■ **Short exercise**
Retype each entry below, keeping every character the same.

■ **Lines of data**
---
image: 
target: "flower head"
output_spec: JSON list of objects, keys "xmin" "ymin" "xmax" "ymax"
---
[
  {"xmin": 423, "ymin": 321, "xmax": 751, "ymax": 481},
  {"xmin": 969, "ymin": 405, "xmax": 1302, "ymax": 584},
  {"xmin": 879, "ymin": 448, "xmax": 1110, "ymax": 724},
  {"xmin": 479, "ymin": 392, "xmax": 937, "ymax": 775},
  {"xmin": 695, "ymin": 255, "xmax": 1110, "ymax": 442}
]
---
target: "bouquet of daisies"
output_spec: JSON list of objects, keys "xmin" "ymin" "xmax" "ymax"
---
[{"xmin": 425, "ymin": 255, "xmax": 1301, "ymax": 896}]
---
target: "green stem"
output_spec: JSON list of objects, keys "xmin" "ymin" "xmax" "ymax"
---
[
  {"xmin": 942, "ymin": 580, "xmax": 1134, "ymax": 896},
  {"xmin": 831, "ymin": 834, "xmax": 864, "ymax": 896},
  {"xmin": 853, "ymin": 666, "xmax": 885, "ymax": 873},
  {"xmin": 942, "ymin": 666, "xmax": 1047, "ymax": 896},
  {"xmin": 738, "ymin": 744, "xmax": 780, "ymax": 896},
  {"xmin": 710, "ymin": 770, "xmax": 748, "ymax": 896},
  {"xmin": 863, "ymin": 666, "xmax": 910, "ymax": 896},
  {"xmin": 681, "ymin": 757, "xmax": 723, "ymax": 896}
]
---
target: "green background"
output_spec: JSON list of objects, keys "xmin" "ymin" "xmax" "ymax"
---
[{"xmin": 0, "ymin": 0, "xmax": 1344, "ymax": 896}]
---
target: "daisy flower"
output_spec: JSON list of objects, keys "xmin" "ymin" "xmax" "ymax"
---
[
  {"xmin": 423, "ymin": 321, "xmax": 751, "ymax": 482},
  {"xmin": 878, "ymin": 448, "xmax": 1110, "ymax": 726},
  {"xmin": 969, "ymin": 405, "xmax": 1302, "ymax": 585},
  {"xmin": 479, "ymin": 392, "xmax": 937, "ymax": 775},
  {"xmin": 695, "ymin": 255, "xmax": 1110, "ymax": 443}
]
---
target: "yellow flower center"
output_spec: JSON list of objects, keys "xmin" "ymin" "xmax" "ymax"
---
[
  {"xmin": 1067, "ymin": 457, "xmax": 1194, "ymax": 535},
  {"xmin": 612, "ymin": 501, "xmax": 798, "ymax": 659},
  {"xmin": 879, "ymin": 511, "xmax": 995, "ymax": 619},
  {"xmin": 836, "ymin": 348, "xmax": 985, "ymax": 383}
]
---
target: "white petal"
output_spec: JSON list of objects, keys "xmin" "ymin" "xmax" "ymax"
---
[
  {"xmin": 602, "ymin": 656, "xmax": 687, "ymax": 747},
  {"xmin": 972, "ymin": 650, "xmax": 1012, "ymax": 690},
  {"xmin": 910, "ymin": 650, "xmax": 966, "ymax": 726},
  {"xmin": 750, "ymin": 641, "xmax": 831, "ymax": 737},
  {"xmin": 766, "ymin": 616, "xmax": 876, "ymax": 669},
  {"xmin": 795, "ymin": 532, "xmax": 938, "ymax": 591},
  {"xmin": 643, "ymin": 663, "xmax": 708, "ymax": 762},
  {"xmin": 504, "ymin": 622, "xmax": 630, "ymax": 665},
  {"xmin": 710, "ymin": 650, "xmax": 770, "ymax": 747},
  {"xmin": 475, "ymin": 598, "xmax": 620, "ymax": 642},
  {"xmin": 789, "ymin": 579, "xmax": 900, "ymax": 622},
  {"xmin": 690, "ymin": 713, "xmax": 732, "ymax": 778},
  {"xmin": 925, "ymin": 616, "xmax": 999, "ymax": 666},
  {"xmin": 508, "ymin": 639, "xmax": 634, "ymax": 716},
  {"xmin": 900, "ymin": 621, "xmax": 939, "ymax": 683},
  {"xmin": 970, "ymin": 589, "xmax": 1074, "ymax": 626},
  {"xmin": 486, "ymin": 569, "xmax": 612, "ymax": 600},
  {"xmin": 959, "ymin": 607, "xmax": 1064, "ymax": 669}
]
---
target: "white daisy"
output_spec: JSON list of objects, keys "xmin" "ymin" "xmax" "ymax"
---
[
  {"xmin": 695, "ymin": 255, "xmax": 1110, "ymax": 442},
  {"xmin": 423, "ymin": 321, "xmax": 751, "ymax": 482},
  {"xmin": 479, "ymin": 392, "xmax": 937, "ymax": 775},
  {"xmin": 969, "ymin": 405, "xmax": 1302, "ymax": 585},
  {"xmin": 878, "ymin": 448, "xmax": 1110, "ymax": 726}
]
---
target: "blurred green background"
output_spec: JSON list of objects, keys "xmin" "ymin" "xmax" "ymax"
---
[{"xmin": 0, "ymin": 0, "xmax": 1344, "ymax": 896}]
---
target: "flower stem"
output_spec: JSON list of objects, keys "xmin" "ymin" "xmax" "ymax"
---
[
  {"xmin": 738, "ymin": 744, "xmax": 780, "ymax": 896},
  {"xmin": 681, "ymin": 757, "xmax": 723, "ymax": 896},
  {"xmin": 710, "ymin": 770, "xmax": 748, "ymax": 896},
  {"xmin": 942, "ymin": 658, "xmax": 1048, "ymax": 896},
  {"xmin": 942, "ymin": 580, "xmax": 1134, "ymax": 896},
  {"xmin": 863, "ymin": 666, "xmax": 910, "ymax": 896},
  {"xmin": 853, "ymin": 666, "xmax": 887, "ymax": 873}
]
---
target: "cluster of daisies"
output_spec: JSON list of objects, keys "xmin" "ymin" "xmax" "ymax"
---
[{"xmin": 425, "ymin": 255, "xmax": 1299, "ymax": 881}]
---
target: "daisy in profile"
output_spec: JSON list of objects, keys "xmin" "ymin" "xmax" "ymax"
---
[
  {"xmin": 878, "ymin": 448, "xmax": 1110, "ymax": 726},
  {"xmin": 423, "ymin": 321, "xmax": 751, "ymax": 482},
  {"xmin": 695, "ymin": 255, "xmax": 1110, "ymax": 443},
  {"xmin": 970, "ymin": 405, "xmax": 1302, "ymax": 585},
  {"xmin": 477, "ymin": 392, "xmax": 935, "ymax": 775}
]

■ **Answer to the task**
---
image: 
target: "flower head"
output_spec: JSON list of objects, keys "xmin" "ymin" "xmax" "ymax"
---
[
  {"xmin": 423, "ymin": 321, "xmax": 751, "ymax": 481},
  {"xmin": 969, "ymin": 405, "xmax": 1302, "ymax": 584},
  {"xmin": 879, "ymin": 448, "xmax": 1110, "ymax": 724},
  {"xmin": 479, "ymin": 392, "xmax": 937, "ymax": 775},
  {"xmin": 695, "ymin": 255, "xmax": 1110, "ymax": 442}
]
---
target: "bouquet of daisies"
output_spec: JSON list of objects, keys "xmin" "ymin" "xmax" "ymax"
---
[{"xmin": 425, "ymin": 255, "xmax": 1301, "ymax": 896}]
---
target: "green stem"
output_spec: JSON list of objects, keys "xmin" "ymin" "xmax" "ymax"
---
[
  {"xmin": 942, "ymin": 580, "xmax": 1134, "ymax": 896},
  {"xmin": 831, "ymin": 834, "xmax": 864, "ymax": 896},
  {"xmin": 853, "ymin": 666, "xmax": 885, "ymax": 873},
  {"xmin": 942, "ymin": 666, "xmax": 1047, "ymax": 896},
  {"xmin": 738, "ymin": 744, "xmax": 780, "ymax": 896},
  {"xmin": 710, "ymin": 770, "xmax": 748, "ymax": 896},
  {"xmin": 863, "ymin": 666, "xmax": 910, "ymax": 896},
  {"xmin": 681, "ymin": 757, "xmax": 723, "ymax": 896}
]
---
target: "green background"
output_spec: JSON list of objects, keys "xmin" "ymin" "xmax" "ymax"
---
[{"xmin": 0, "ymin": 0, "xmax": 1344, "ymax": 896}]
---
target: "daisy flower"
output_spec: JSON list of objects, keys "xmin" "ymin" "xmax" "ymax"
---
[
  {"xmin": 423, "ymin": 321, "xmax": 751, "ymax": 482},
  {"xmin": 878, "ymin": 448, "xmax": 1110, "ymax": 726},
  {"xmin": 969, "ymin": 405, "xmax": 1302, "ymax": 585},
  {"xmin": 479, "ymin": 392, "xmax": 937, "ymax": 775},
  {"xmin": 695, "ymin": 255, "xmax": 1110, "ymax": 443}
]
---
target: "yellow flower center"
output_spec: JSON list of objects, keys "xmin" "ymin" "xmax" "ymax"
---
[
  {"xmin": 1067, "ymin": 457, "xmax": 1194, "ymax": 535},
  {"xmin": 612, "ymin": 501, "xmax": 798, "ymax": 659},
  {"xmin": 879, "ymin": 511, "xmax": 995, "ymax": 619},
  {"xmin": 836, "ymin": 348, "xmax": 985, "ymax": 383}
]
---
target: "white petal"
output_spec: JSON list of objects, keys "xmin" "ymin" "xmax" "ymax"
---
[
  {"xmin": 602, "ymin": 656, "xmax": 687, "ymax": 747},
  {"xmin": 972, "ymin": 650, "xmax": 1012, "ymax": 690},
  {"xmin": 910, "ymin": 650, "xmax": 966, "ymax": 726},
  {"xmin": 750, "ymin": 641, "xmax": 831, "ymax": 737},
  {"xmin": 766, "ymin": 616, "xmax": 876, "ymax": 669},
  {"xmin": 795, "ymin": 532, "xmax": 938, "ymax": 591},
  {"xmin": 643, "ymin": 663, "xmax": 708, "ymax": 762},
  {"xmin": 504, "ymin": 622, "xmax": 630, "ymax": 665},
  {"xmin": 710, "ymin": 650, "xmax": 770, "ymax": 747},
  {"xmin": 475, "ymin": 598, "xmax": 620, "ymax": 642},
  {"xmin": 789, "ymin": 579, "xmax": 900, "ymax": 622},
  {"xmin": 690, "ymin": 713, "xmax": 732, "ymax": 778},
  {"xmin": 925, "ymin": 616, "xmax": 999, "ymax": 666},
  {"xmin": 508, "ymin": 639, "xmax": 634, "ymax": 716},
  {"xmin": 900, "ymin": 621, "xmax": 939, "ymax": 683},
  {"xmin": 970, "ymin": 589, "xmax": 1074, "ymax": 626},
  {"xmin": 486, "ymin": 569, "xmax": 612, "ymax": 600},
  {"xmin": 959, "ymin": 607, "xmax": 1064, "ymax": 669}
]
---
target: "white daisy"
output_spec: JSON list of objects, keys "xmin" "ymin" "xmax" "ymax"
---
[
  {"xmin": 695, "ymin": 255, "xmax": 1110, "ymax": 442},
  {"xmin": 423, "ymin": 321, "xmax": 751, "ymax": 482},
  {"xmin": 479, "ymin": 392, "xmax": 937, "ymax": 775},
  {"xmin": 969, "ymin": 405, "xmax": 1302, "ymax": 585},
  {"xmin": 878, "ymin": 448, "xmax": 1110, "ymax": 726}
]
---
target: "blurred green background"
output_spec: JSON list of objects, keys "xmin" "ymin" "xmax" "ymax"
---
[{"xmin": 0, "ymin": 0, "xmax": 1344, "ymax": 896}]
---
target: "flower stem"
output_spec: JSON list of objects, keys "xmin" "ymin" "xmax" "ymax"
---
[
  {"xmin": 738, "ymin": 744, "xmax": 780, "ymax": 896},
  {"xmin": 681, "ymin": 757, "xmax": 723, "ymax": 896},
  {"xmin": 710, "ymin": 770, "xmax": 748, "ymax": 896},
  {"xmin": 942, "ymin": 658, "xmax": 1048, "ymax": 896},
  {"xmin": 942, "ymin": 580, "xmax": 1134, "ymax": 896},
  {"xmin": 863, "ymin": 666, "xmax": 910, "ymax": 896},
  {"xmin": 853, "ymin": 666, "xmax": 887, "ymax": 873}
]
---
target: "cluster of daisies"
output_spec: JSON list of objects, keys "xmin" "ymin" "xmax" "ymax"
---
[{"xmin": 425, "ymin": 255, "xmax": 1299, "ymax": 881}]
---
target: "daisy in profile"
output_spec: JSON list of objects, keys "xmin" "ymin" "xmax" "ymax"
---
[
  {"xmin": 878, "ymin": 448, "xmax": 1110, "ymax": 726},
  {"xmin": 423, "ymin": 321, "xmax": 751, "ymax": 482},
  {"xmin": 695, "ymin": 255, "xmax": 1110, "ymax": 443},
  {"xmin": 970, "ymin": 405, "xmax": 1302, "ymax": 585},
  {"xmin": 477, "ymin": 392, "xmax": 935, "ymax": 775}
]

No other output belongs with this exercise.